··· Exercise data

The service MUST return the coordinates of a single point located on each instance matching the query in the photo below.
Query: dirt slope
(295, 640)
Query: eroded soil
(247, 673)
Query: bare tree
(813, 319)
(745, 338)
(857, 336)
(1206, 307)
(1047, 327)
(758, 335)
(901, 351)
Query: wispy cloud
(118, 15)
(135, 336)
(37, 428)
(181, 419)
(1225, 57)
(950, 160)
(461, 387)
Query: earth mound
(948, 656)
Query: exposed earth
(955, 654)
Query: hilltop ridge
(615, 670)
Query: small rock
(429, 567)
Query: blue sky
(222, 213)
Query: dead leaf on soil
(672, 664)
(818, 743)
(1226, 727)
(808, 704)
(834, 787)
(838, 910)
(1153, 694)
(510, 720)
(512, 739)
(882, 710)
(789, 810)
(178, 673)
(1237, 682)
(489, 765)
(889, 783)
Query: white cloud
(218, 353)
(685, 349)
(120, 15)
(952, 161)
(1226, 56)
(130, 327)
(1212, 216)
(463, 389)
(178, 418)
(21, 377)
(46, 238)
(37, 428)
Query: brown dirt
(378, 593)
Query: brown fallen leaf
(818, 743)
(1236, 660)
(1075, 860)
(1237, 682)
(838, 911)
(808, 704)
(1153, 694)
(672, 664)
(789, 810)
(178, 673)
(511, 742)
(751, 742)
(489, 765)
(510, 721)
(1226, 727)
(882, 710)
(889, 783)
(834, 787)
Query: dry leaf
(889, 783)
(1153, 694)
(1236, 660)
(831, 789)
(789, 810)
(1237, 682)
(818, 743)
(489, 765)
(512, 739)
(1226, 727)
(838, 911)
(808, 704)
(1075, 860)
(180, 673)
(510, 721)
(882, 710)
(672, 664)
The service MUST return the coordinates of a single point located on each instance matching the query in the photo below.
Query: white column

······

Output exactly what runs from the line with "Query: earth mound" to the final line above, both lines included, and nothing else.

### Response area
Query: earth mound
(948, 656)
Query: exposed earth
(955, 654)
Query: hilltop ridge
(615, 670)
Query: small rock
(429, 567)
Query: blue sky
(222, 213)
Query: dead leaf on soil
(672, 664)
(818, 743)
(1226, 727)
(808, 704)
(834, 787)
(838, 910)
(1153, 694)
(510, 720)
(512, 739)
(882, 710)
(789, 810)
(178, 673)
(1237, 682)
(489, 765)
(889, 783)
Query: white cloud
(218, 353)
(685, 349)
(120, 15)
(952, 161)
(1226, 56)
(130, 327)
(1212, 216)
(463, 389)
(178, 418)
(21, 377)
(46, 238)
(37, 428)
Query: brown dirt
(378, 593)
Query: brown fallen leaf
(818, 743)
(1236, 660)
(1075, 860)
(1237, 682)
(838, 911)
(808, 704)
(1153, 694)
(672, 664)
(789, 810)
(178, 673)
(511, 742)
(751, 742)
(489, 765)
(510, 721)
(1226, 727)
(882, 710)
(889, 783)
(834, 787)
Query: dry leaf
(889, 783)
(1153, 694)
(1236, 660)
(831, 789)
(789, 810)
(1237, 682)
(818, 743)
(489, 765)
(512, 739)
(1226, 727)
(838, 911)
(808, 704)
(1075, 860)
(180, 673)
(510, 721)
(882, 710)
(672, 664)
The service MUST return the coordinates of a single point located on each instance matching the query in the photo below.
Query: white column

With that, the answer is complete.